• DATA IN THIS EXERCISE:

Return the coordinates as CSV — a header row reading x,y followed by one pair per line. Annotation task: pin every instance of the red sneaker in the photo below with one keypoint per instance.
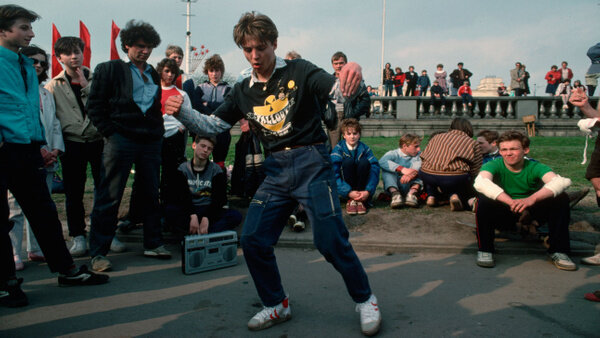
x,y
360,208
351,207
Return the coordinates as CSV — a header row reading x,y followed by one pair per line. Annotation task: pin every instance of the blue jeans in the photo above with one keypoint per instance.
x,y
303,175
461,185
393,180
22,172
119,154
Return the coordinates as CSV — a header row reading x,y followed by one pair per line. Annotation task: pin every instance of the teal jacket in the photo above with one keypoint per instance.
x,y
19,100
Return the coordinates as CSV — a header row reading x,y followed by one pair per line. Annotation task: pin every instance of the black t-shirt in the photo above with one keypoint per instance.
x,y
284,109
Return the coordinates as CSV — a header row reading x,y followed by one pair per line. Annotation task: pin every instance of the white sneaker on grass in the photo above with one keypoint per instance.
x,y
397,201
117,246
562,261
370,316
270,316
485,259
79,246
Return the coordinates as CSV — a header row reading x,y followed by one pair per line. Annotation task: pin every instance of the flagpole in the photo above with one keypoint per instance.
x,y
382,46
188,35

• WHAT IS BEING ASKED: Print every record above exactly, but no pictures.

• OUTPUT OF THE TASK:
Return the coordinates as CSV — a header row reading x,y followed by one pair per line. Annotation task: pin every instance of the red sneaker in the photo below with one keypoint per instance.
x,y
360,208
351,207
Return the coordinates as CSV — a header row reading x,y followed by one pair per line. Annotation task: pin every instance of the blue jeans in the photo above with one keypoint per instance.
x,y
303,175
461,185
393,180
22,172
119,154
Return the coordinates as CSV — a header row reading x,y followed by one pair per line. Annotation task: pin every instance of the teal jacket in the photo above with one keypoint per instance.
x,y
19,100
Return the coordinates as CSV — a header row reading x,y followed by one pair per line. Annotation task: pin every instance of the black t-shirt in the photo above with one keypoint per instance.
x,y
284,109
Return the coordinates as CSV — a header row reading x,y followed by one pair per line. Annotation task: pin every instance of the white sneaker on grass in the photo above with one keypoint per instance.
x,y
397,201
117,246
562,261
370,316
270,316
485,259
79,246
Return the coordinates as CSV — a header row reading x,y followed by one pair per line. Annotation task: pin every instance of the flagpole in the photo above with one keypoint per instance.
x,y
382,46
188,35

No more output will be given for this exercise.